:: What to work on ::
Once the line with "If you could point out the blurred tree" is found, repeat exactly that line and every one after it until the data below ends, including the last line.

[Start of Attachment]

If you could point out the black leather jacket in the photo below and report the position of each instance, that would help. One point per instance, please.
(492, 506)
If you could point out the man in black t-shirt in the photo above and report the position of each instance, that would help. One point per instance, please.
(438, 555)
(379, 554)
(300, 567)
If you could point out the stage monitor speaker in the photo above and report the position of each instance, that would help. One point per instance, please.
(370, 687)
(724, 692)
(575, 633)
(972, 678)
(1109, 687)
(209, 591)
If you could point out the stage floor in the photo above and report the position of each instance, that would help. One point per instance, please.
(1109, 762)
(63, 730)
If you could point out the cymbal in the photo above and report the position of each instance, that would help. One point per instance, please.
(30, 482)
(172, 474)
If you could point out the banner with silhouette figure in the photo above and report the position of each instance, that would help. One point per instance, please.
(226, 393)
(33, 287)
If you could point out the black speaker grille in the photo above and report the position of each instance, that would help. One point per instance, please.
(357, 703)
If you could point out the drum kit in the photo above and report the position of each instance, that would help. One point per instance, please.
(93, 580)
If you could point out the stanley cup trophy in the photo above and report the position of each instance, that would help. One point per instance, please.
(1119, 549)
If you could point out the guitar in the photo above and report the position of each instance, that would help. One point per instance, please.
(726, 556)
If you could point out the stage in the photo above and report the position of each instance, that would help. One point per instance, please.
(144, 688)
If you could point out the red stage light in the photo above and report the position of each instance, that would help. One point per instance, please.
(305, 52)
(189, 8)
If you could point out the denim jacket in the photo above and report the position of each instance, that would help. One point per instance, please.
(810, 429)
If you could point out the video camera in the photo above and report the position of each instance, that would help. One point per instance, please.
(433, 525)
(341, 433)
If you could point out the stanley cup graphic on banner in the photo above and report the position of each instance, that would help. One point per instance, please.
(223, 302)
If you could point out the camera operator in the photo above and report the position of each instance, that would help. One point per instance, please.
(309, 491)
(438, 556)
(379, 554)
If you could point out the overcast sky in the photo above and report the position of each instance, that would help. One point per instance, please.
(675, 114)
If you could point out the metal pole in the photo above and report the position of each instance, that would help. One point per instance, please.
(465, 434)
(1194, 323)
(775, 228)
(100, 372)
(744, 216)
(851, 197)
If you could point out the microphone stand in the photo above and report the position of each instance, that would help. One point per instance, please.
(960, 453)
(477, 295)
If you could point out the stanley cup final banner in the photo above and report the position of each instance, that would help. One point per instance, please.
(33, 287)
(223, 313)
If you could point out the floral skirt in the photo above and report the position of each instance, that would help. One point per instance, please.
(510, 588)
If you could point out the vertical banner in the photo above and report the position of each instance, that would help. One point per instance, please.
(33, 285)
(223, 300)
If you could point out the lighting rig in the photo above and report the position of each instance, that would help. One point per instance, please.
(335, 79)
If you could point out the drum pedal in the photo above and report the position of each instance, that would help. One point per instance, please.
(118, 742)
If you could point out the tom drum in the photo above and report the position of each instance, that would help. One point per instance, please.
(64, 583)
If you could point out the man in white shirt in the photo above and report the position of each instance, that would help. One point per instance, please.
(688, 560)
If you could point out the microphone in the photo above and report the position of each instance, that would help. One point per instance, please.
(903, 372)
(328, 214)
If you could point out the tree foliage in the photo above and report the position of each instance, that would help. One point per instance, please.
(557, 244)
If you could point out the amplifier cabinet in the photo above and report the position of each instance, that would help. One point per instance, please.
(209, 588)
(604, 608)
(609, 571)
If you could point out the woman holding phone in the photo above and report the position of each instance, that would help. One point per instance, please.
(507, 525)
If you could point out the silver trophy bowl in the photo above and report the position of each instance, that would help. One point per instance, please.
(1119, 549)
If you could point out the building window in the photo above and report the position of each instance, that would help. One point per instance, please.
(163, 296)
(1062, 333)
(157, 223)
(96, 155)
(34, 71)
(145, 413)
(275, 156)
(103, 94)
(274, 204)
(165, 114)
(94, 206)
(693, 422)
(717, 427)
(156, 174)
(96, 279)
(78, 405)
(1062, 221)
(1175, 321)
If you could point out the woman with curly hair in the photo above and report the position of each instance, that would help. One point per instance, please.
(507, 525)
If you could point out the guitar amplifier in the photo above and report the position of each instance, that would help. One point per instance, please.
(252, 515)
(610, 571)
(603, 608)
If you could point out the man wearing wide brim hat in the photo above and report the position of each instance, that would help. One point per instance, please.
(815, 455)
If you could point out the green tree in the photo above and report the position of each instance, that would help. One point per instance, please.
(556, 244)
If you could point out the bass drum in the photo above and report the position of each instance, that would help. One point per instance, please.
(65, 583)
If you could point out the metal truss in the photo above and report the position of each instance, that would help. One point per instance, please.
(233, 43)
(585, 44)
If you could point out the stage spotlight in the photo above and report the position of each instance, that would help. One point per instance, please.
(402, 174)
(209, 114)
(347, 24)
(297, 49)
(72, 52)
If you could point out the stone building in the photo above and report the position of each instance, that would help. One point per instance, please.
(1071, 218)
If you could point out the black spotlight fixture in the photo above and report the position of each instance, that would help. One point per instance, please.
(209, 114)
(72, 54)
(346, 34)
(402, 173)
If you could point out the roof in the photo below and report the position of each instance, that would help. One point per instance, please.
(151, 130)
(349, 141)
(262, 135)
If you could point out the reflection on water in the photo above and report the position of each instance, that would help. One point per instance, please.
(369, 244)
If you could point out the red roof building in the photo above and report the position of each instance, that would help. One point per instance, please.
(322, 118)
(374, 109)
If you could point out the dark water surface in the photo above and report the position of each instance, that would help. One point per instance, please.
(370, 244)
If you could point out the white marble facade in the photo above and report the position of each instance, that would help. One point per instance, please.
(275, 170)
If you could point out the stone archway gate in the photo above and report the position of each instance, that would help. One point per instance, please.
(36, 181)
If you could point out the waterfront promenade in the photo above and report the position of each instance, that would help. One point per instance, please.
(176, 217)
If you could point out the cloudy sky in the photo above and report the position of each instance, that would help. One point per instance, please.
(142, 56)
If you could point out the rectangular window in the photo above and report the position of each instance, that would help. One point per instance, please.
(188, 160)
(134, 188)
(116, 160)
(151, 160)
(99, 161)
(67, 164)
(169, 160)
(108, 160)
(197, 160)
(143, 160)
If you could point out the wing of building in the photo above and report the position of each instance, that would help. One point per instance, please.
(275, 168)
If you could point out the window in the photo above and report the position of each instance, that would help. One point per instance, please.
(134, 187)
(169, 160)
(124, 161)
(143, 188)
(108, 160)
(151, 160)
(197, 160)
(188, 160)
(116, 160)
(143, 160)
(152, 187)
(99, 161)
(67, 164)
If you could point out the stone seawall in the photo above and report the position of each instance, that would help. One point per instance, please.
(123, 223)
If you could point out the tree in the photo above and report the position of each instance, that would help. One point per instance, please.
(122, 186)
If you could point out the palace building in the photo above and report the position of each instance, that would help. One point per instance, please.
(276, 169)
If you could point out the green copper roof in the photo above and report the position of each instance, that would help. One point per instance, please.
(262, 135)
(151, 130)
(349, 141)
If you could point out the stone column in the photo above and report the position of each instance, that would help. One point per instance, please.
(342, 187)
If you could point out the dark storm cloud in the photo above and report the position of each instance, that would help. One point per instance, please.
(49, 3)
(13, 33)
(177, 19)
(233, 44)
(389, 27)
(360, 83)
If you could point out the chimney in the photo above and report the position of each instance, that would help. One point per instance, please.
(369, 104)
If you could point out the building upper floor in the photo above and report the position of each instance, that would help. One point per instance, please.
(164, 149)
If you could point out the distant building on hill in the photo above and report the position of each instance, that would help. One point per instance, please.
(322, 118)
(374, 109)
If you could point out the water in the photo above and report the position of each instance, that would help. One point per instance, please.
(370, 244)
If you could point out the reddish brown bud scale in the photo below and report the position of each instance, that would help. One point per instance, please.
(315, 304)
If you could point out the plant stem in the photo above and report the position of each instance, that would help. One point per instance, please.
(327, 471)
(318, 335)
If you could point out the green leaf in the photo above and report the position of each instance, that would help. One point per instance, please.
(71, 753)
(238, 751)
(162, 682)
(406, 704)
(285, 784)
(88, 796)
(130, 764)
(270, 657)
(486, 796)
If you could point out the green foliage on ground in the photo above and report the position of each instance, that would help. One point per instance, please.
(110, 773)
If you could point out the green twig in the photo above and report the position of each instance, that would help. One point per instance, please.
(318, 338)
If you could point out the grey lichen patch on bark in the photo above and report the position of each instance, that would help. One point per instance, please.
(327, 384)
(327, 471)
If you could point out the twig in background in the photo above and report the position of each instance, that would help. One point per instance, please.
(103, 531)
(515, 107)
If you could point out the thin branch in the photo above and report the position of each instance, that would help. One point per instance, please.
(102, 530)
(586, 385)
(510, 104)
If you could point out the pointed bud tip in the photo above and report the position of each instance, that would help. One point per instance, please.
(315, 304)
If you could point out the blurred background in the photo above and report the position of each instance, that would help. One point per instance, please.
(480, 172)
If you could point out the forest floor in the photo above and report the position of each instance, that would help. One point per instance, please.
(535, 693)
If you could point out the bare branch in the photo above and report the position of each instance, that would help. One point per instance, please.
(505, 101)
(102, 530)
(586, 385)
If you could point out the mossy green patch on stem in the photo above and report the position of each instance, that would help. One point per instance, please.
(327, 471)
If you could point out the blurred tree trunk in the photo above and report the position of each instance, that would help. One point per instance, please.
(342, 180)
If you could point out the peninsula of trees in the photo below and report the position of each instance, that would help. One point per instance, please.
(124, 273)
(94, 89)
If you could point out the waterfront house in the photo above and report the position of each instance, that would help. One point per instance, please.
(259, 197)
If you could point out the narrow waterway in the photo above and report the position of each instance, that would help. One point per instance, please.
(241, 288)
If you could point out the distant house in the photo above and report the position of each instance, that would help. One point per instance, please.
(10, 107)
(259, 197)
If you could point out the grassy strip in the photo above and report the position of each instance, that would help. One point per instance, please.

[End of Attachment]

:: Answer area ::
If you could point out the blurred tree trunk in the photo above and report the position of each instance, that would help. One point per instance, please.
(342, 180)
If you could point out the peninsula of trees in the photo below and report the position of each instance, that would help. One point per instance, please.
(124, 273)
(94, 89)
If you could point out the waterfront house in the photo above and report the position of each instance, that would help. One point per instance, please.
(259, 197)
If you could point out the narrow waterway in the photo above and report the position of each instance, that would help. One point per instance, please.
(241, 288)
If you could point out the distant house in the photo above and report the position of each instance, that would help. One point per instance, please.
(10, 107)
(259, 197)
If you could point out the grassy strip in the photo above and report the position of each instance, that would help. One point per instance, please.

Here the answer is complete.